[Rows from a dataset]
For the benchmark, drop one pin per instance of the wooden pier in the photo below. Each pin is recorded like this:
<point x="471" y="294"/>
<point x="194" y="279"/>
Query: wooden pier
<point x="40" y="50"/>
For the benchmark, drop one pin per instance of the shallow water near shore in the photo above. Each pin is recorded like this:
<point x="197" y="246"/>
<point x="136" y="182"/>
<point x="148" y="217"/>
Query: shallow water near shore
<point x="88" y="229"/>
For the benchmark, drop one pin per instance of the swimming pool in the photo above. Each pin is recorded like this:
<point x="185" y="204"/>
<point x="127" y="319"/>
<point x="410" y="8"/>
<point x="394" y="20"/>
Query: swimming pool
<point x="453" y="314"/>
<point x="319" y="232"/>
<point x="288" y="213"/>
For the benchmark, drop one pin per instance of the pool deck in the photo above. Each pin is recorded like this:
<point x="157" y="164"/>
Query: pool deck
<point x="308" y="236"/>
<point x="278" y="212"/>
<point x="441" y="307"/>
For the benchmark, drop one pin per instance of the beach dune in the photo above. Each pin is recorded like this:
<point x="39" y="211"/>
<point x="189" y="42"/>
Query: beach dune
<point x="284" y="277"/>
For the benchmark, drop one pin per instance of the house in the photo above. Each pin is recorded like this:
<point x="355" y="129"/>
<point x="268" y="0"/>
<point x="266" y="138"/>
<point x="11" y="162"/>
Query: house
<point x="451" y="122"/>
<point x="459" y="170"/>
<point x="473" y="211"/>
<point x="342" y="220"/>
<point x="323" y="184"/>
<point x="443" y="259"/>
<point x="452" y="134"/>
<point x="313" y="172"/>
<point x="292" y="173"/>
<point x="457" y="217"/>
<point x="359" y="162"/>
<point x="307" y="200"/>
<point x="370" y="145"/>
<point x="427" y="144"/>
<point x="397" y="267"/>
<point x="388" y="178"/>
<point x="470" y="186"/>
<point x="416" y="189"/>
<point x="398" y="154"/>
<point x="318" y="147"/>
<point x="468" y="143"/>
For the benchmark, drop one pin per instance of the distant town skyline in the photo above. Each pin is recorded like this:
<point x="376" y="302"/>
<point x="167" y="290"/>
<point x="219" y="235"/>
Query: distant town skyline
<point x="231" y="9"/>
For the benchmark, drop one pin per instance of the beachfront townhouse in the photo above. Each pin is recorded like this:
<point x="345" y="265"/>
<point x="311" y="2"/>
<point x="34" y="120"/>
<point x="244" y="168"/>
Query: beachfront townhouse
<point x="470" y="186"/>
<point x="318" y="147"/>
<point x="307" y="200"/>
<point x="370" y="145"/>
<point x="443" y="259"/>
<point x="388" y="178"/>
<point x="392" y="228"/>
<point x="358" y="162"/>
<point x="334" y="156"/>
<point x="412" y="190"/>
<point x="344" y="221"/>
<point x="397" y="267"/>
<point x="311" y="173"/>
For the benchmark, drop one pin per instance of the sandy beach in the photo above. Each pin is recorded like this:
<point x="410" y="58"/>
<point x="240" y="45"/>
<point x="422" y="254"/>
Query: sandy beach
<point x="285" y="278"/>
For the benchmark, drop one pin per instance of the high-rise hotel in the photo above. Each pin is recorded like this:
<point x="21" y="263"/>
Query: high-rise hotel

### Prompt:
Could you reproduce all of the entries above word for word, without changing anything?

### Result:
For the benchmark, drop one pin per instance of the wooden pier in the photo below. Each pin is recorded like this:
<point x="471" y="294"/>
<point x="194" y="279"/>
Query: wooden pier
<point x="40" y="50"/>
For the benchmark, drop one pin per instance of the shallow water near shore in the photo above. Each pin is recorded like this:
<point x="197" y="246"/>
<point x="136" y="182"/>
<point x="148" y="217"/>
Query: shallow water near shore
<point x="88" y="229"/>
For the benchmark, drop one pin per instance of the swimming pool in the photo above. Each pin is recorded like this:
<point x="185" y="204"/>
<point x="127" y="319"/>
<point x="410" y="8"/>
<point x="394" y="20"/>
Query: swimming pool
<point x="453" y="314"/>
<point x="319" y="232"/>
<point x="288" y="213"/>
For the benchmark, drop one pin per instance of the pool deck in the photo above. Each pin is recorded like this:
<point x="157" y="164"/>
Query: pool deck
<point x="308" y="236"/>
<point x="278" y="212"/>
<point x="441" y="307"/>
For the benchmark, drop one pin per instance of the beach dune in the photo above. Each pin is recorded like this:
<point x="39" y="211"/>
<point x="189" y="42"/>
Query: beach dune
<point x="284" y="277"/>
For the benchmark, drop one pin per instance of the house in the photo above. Each pin is recorded like this:
<point x="355" y="129"/>
<point x="268" y="0"/>
<point x="266" y="138"/>
<point x="11" y="162"/>
Query: house
<point x="451" y="122"/>
<point x="459" y="170"/>
<point x="473" y="211"/>
<point x="342" y="220"/>
<point x="323" y="184"/>
<point x="443" y="259"/>
<point x="452" y="134"/>
<point x="313" y="172"/>
<point x="292" y="173"/>
<point x="457" y="217"/>
<point x="359" y="162"/>
<point x="307" y="200"/>
<point x="370" y="145"/>
<point x="427" y="144"/>
<point x="397" y="267"/>
<point x="388" y="178"/>
<point x="470" y="186"/>
<point x="416" y="189"/>
<point x="398" y="154"/>
<point x="318" y="147"/>
<point x="468" y="143"/>
For the benchmark, drop one pin per instance of the distant town skyline in the photo above. Each pin is recorded like this:
<point x="376" y="302"/>
<point x="167" y="290"/>
<point x="219" y="235"/>
Query: distant town skyline
<point x="231" y="9"/>
For the benchmark, drop one pin per instance of the beachfront townhouse in the photo above. Each pin is recorded like this:
<point x="345" y="265"/>
<point x="311" y="2"/>
<point x="34" y="120"/>
<point x="244" y="168"/>
Query: beachfront townhouse
<point x="470" y="186"/>
<point x="318" y="147"/>
<point x="307" y="200"/>
<point x="370" y="145"/>
<point x="443" y="259"/>
<point x="388" y="178"/>
<point x="392" y="228"/>
<point x="358" y="162"/>
<point x="334" y="156"/>
<point x="412" y="190"/>
<point x="344" y="221"/>
<point x="397" y="267"/>
<point x="311" y="173"/>
For the benchmark, drop one pin per instance of the sandy beach in the photo above. Each pin is recorded like this:
<point x="410" y="58"/>
<point x="240" y="45"/>
<point x="422" y="254"/>
Query: sandy beach
<point x="285" y="278"/>
For the benchmark, drop one pin per instance of the high-rise hotel in the photo above. Each pin is recorded like this:
<point x="21" y="263"/>
Query: high-rise hotel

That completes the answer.